WHAT IS EXPECTED >>
Copy every record below exactly as it stands.

THE DATA >>
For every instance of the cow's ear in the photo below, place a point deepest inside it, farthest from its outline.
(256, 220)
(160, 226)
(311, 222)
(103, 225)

SOLUTION TO THE EXERCISE >>
For every instance of the cow's ear in the photo below, place a point deepest inside it, farthest from its outline.
(256, 220)
(160, 226)
(311, 222)
(103, 225)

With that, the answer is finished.